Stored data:
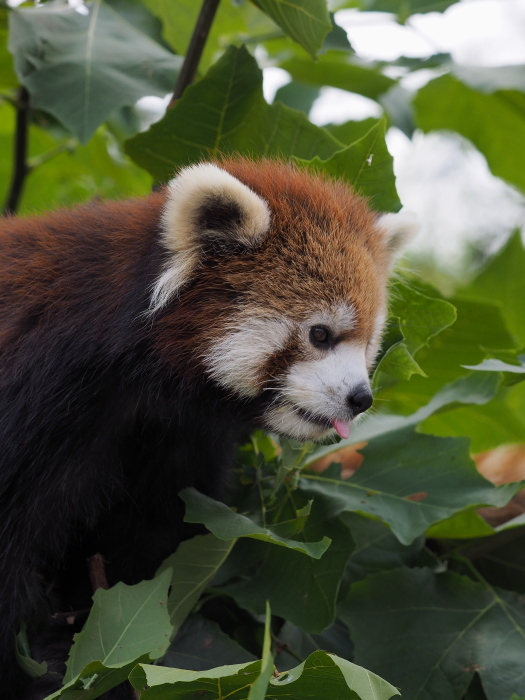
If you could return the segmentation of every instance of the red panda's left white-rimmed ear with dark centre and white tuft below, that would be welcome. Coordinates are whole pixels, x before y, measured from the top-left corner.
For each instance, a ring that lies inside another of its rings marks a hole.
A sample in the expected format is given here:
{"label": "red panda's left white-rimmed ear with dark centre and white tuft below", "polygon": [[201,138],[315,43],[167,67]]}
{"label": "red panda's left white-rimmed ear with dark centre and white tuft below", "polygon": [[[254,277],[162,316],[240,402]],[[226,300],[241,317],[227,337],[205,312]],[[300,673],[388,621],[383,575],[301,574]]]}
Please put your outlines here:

* * *

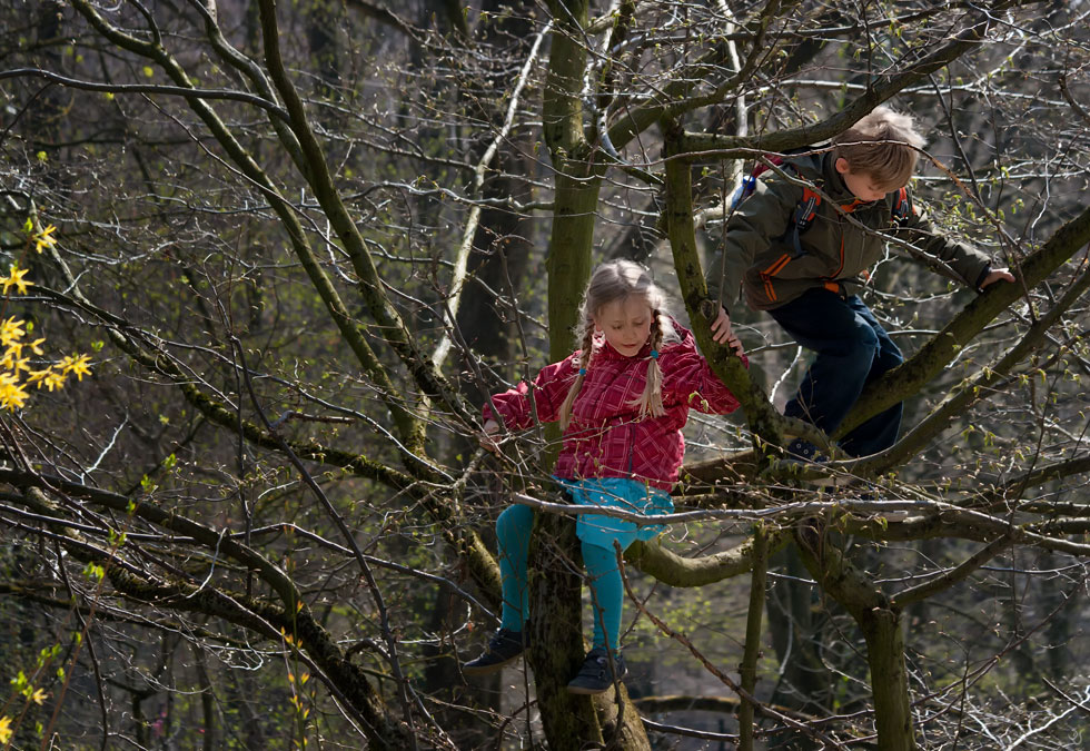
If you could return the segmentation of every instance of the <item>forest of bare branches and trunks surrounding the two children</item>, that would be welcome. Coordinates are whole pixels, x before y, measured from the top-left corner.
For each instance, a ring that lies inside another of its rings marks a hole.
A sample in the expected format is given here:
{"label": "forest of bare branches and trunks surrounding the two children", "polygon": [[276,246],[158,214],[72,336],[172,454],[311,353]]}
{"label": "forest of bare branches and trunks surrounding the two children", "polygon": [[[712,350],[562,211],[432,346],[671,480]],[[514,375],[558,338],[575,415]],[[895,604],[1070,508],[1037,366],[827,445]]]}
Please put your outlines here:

> [Instructions to follow]
Reproduce every line in the data that has the word "could" in it.

> [Reply]
If you could return the segmentation of every instance of the red panda's left white-rimmed ear with dark centre and white tuft below, that would be welcome. Coordinates are whole pixels, x before y, measured from the top-left corner.
If you could return the segmentation of every instance of the <item>forest of bare branches and trunks surrounding the two children</item>, that would be welcome. Coordinates are whole pixels, x before y, measured from the top-left corner.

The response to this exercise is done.